_FRAGMENTO DEL TEXTO_:
Por: Oscar Armijo
De la muerte y el paraíso
Hace unas semanas hablé sobre la importancia de honrar y agradecer la vida que nos ha sido concedida, así como de la necesidad de aprender a disfrutar y priorizar sin mantenernos con un sentimiento de urgencia constante. Por ello, en esta ocasión me gustaría escribir desde una perspectiva diferente.
Es probable que todos, cuando menos en una ocasión, hayamos experimentado sensaciones diversas ante la idea de la muerte. Quizá uno de los principales motivos es la incertidumbre de no saber a dónde nos dirigimos una vez que partimos de este plano terrenal o, incluso, si es que en verdad existe vida después de la muerte.
Al respecto, años atrás, mientras leía la novela “Horizontes Perdidos” del escritor británico James Hilton, me cuestioné acerca de la función que juega la figura del paraíso. Mi respuesta fue casi inmediata: “Nos ayuda a superar el miedo a la muerte”.
La idea del paraíso, cielo, edén o como sea que las distintas religiones y culturas le llamen, sirve en ocasiones como un consuelo o alivio para sobrellevar nuestro andar por esta vida.
Es innegable que pensar que al morir iremos a un lugar mejor nos brinda, hasta cierto punto, tranquilidad. Desde el punto de vista de la religión, el paraíso se convierte además en un especie de “premio”, en algo a lo que debe aspirar durante su vida el creyente, bajo la premisa de que la muerte física no es más que un paso hacia otra vida que será eterna.

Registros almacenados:
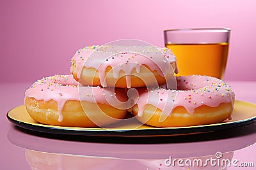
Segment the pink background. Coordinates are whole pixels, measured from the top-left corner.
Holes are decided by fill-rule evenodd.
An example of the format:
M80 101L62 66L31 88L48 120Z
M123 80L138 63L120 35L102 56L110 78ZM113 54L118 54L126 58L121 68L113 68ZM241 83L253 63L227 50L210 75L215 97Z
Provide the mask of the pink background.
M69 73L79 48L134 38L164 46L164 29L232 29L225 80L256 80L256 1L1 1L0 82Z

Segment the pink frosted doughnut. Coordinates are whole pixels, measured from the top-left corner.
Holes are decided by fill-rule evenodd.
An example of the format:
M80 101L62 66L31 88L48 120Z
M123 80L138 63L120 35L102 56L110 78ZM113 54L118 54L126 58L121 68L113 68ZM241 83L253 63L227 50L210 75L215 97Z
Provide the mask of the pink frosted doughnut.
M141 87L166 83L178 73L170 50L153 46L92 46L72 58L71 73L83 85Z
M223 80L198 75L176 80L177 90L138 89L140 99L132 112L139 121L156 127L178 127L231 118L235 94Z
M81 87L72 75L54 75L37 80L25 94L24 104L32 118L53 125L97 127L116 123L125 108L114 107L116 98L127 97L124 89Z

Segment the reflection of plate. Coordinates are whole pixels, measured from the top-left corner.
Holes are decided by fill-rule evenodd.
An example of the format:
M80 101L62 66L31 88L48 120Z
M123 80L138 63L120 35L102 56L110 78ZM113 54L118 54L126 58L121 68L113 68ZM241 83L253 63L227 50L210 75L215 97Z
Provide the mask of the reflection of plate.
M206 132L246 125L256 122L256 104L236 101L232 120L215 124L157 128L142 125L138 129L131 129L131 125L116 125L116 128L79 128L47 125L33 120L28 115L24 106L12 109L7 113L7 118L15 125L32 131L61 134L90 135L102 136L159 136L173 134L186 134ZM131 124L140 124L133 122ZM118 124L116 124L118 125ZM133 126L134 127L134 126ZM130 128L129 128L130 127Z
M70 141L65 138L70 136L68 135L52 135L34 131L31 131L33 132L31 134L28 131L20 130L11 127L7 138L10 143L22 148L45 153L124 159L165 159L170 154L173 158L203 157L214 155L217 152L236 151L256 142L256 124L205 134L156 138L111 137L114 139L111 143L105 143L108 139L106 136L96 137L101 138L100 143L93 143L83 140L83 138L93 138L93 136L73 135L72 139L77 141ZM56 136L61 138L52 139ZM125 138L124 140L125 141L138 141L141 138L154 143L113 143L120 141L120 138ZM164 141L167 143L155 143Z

_OBJETIVO DE LA TAREA_:
Copia de nuevo la parte del texto sobre la muerte y el paraíso que empieza con las palabras "Es innegable que" y termina con "que será eterna.", y reemplaza en ella "tranquilidad" por "serenidad".

_RESULTADO ESPERADO_:
Es innegable que pensar que al morir iremos a un lugar mejor nos brinda, hasta cierto punto, serenidad. Desde el punto de vista de la religión, el paraíso se convierte además en un especie de “premio”, en algo a lo que debe aspirar durante su vida el creyente, bajo la premisa de que la muerte física no es más que un paso hacia otra vida que será eterna.